Prompt 1:
Please swap "suit" for "blazer" in the listing, starting with the line with "target=eye mode=detect" and going on through the line with "[286,204,337,397]". Return only those lines, with nothing else changed.

Provided passage:
Questions can only be answered when the questions themselves can be framed in words. Thus, we can only ask questions and get answers regarding facts about the world, and not about anything transcendent. 
We feel that even when all possible scientific questions have been answered, the problems of life remain completely untouched. Of course there are then no questions left, and this itself is the answer.
For an answer which cannot be expressed, the question too cannot be expressed. The riddle does not exist. If a question can be put at all, then it can also be answered. 
Skepticism is not irrefutable, but palpably senseless, if it would doubt where a question cannot be asked. For doubt can only exist where there is a question; a question only where there is an answer, and this only where something can be said.
Specifically, Wittgenstein limits propositions to making claims, true or false, about how things stand in the world, which is the business of natural science. To think of philosophy as made up of propositions is a common error. The role of philosophy is not to state truths about the universe, but to clarify the truths stated by the other sciences. The business of philosophy is not of saying, but of showing: philosophy clarifies the logical structure of our propositions that is clouded by everyday language. Philosophy is an "activity" and not one of the natural sciences. Since philosophy cannot step outside the boundaries of language, it should act as a watchdog at those boundaries, clarifying vague propositions. He concludes that the only correct method in philosophy is to confine oneself to what can be spoken, and, whenever others try to say the unsayable (ethics, aesthetics, metaphysics, etc.), to point out to them that they are speaking nonsense. Wittgenstein asserts that most philosophical confusion arises from trying to speak about things that can only be shown. 
Without philosophy thoughts are, as it were, cloudy and indistinct: its task is to make them clear and to give them sharp boundaries. 
Philosophy limits the disputable sphere of natural science. It should limit the thinkable and thereby the unthinkable. It should limit the unthinkable from within through the thinkable. It will mean the unspeakable by clearly displaying the speakable. Everything that can be thought at all can be thought clearly. Everything that can be said can be said clearly.
Anything transcendental can’t be said because there is no perspective external to the world from which we can talk about the world or its contents generally. For Wittgenstein, ethical `propositions' are absolute judgments of value of the form, ethics pervades all of life; Ethics are transcendental because no aspect of life is untouched by ethics. Our attitude toward the world shapes the world we live in. Thus, we cannot talk about ethics since logical language can only reflect the world, any discussion of the mystical that which lies outside of the metaphysical subject's world, is meaningless. Actions are not good or bad because of their consequences, but because of the overall attitude toward life that they embody. While the exercise of the will has no direct effect on the world itself, this exercise of the will defines the kind of world a person inhabits: 
"The world of the happy man is a different one from that of the unhappy man".

Data for processing:
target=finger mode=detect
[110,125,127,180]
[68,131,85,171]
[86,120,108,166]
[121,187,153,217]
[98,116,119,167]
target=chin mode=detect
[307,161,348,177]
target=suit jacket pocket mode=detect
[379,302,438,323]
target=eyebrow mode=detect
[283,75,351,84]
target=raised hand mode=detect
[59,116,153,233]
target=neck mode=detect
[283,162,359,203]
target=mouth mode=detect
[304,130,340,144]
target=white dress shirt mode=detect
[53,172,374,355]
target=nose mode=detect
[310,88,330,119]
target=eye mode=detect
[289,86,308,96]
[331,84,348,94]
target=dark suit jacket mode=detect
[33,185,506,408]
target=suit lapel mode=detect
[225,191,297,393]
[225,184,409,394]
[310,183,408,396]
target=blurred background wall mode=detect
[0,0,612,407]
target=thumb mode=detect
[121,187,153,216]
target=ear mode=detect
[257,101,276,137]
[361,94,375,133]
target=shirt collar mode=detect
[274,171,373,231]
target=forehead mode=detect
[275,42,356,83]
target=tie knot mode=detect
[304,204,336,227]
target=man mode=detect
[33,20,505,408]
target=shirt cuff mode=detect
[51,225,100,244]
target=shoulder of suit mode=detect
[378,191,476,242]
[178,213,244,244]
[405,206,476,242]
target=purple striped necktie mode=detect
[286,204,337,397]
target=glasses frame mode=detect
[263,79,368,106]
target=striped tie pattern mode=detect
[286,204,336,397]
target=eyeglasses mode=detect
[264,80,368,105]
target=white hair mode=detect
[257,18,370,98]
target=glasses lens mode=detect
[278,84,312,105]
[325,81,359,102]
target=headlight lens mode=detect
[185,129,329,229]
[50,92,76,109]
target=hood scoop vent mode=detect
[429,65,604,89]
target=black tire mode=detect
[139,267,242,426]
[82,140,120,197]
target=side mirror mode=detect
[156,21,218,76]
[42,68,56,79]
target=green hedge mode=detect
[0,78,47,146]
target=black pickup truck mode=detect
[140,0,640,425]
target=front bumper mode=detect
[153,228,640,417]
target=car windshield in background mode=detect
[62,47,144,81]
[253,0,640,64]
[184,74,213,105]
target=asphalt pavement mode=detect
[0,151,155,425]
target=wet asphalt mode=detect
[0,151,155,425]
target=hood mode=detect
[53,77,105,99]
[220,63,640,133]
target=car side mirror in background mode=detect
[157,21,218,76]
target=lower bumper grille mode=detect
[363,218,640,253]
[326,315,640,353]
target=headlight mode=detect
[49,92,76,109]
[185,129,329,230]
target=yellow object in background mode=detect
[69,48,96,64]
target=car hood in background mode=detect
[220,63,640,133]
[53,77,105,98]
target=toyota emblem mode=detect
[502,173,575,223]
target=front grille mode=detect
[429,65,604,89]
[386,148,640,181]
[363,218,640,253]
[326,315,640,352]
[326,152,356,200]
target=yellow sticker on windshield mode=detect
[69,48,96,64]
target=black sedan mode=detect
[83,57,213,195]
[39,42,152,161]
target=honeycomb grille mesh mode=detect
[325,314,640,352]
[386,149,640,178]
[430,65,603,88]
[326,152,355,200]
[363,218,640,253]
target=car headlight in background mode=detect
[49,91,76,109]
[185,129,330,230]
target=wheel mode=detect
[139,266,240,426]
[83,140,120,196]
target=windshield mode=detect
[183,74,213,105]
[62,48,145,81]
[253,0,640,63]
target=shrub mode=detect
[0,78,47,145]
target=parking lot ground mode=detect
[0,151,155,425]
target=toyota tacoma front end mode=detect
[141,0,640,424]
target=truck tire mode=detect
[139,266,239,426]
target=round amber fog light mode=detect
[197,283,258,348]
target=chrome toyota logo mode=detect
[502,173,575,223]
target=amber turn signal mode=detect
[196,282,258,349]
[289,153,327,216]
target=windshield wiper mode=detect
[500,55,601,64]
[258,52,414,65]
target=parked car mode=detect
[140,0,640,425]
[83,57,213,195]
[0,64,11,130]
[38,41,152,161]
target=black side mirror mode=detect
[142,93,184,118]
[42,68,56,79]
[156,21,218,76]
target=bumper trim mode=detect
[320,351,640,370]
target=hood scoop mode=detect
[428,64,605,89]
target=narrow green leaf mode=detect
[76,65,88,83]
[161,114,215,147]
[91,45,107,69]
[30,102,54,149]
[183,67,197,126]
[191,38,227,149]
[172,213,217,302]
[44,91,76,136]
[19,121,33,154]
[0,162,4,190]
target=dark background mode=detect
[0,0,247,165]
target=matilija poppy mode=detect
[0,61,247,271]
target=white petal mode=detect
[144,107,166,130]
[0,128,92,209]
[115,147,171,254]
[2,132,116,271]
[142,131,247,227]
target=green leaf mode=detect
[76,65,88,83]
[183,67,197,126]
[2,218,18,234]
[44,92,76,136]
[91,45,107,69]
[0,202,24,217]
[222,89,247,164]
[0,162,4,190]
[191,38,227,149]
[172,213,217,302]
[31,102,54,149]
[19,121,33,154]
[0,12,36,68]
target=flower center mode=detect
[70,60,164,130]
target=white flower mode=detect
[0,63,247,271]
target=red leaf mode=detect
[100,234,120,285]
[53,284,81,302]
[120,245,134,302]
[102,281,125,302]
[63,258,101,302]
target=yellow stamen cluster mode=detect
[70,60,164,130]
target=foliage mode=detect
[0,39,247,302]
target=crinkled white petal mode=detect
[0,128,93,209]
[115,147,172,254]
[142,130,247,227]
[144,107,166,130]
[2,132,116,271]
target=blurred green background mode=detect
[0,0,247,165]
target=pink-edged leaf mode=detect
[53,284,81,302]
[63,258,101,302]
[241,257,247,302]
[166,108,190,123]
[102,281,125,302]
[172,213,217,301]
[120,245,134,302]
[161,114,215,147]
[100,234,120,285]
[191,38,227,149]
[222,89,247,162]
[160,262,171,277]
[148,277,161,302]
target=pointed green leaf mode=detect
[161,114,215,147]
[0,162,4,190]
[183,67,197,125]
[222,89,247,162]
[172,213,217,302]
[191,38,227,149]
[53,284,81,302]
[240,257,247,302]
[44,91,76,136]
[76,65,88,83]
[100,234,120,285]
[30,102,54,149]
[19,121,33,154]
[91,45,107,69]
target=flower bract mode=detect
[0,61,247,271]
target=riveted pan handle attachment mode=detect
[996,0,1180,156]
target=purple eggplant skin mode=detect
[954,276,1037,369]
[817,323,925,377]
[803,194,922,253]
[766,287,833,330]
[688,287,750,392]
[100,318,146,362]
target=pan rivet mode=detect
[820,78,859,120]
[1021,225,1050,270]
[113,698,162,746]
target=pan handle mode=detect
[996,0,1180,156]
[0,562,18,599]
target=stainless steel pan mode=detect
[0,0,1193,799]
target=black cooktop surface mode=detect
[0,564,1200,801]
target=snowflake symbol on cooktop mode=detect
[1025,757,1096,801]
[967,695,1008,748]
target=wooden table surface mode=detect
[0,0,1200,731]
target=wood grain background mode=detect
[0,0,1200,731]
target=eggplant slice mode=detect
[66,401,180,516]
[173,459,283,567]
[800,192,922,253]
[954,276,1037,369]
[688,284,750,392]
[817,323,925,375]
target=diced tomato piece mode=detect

Prompt 2:
Write the next part of the text on Wittgenstein's view of philosophy and language, continuing from its final sentence.

Right answer 1:
target=eye mode=detect
[289,86,308,96]
[331,84,348,94]
target=dark blazer jacket mode=detect
[33,185,506,408]
target=blazer lapel mode=detect
[225,191,297,393]
[225,184,409,394]
[310,183,408,396]
target=blurred background wall mode=detect
[0,0,612,407]
target=thumb mode=detect
[121,187,153,216]
target=ear mode=detect
[257,101,276,137]
[361,94,375,133]
target=shirt collar mode=detect
[274,171,373,231]
target=forehead mode=detect
[275,42,356,83]
target=tie knot mode=detect
[304,204,336,227]
target=man mode=detect
[33,20,505,408]
target=shirt cuff mode=detect
[51,225,100,244]
target=shoulder of blazer mode=detect
[378,191,476,242]
[178,213,244,244]
[405,206,476,242]
target=purple striped necktie mode=detect
[286,204,337,397]

Right answer 2:
Next he talks about the value of the world and its meaning. Because all propositions are of equal value in the world so they cannot express anything higher. Accidental is what isn't necessary. He concludes:
The sense of the world must lie outside the world. In it there is no value—and if there were, it would be of no value.If there is a value which is of value, it must lie outside all happening and being-so. For all happening and being-so is accidental. What makes it non-accidental cannot lie in the world, for otherwise this would again be accidental. It must lie outside the world.
The Sensible can be said because it is logical, It can be thought of and it is possible in our world. They can be pictured as the elements in a picture. It's truthfulness can be confirmed by comparing with the real world so it can be true or false. 

What can be shown and not said it what is outside language and thought, what can't be defined, what can't be thought about, like the logical form of the world or elucidations, they are tautologies so they are senseless. It is the relation between the pictures' elements so It can't be described by any picture but can only be shown in a picture. 
‘A state of affairs is thinkable’: what this means is that we can picture it to ourselves.
What can't be be put into words, (inexpressible so can neither be said nor shown)is what lies out of the world, is illogical or nonsensical, it also what can't be defined, what can't be thought about and what can't be pictured  nor be shown in a picture, because there is no mapping between elements of the picture and the objects. For example God has no propositions and its components can't be defined so they can't be put into words or be thought about so they are nonsensical.


Then he elaborates on the mystical:
There are, indeed, things that cannot be put into words. They make themselves manifest. They are what is mystical. It is not how things are in the world that is mystical, but that it exists. Feeling the world as a limited whole—it is this that is mystical.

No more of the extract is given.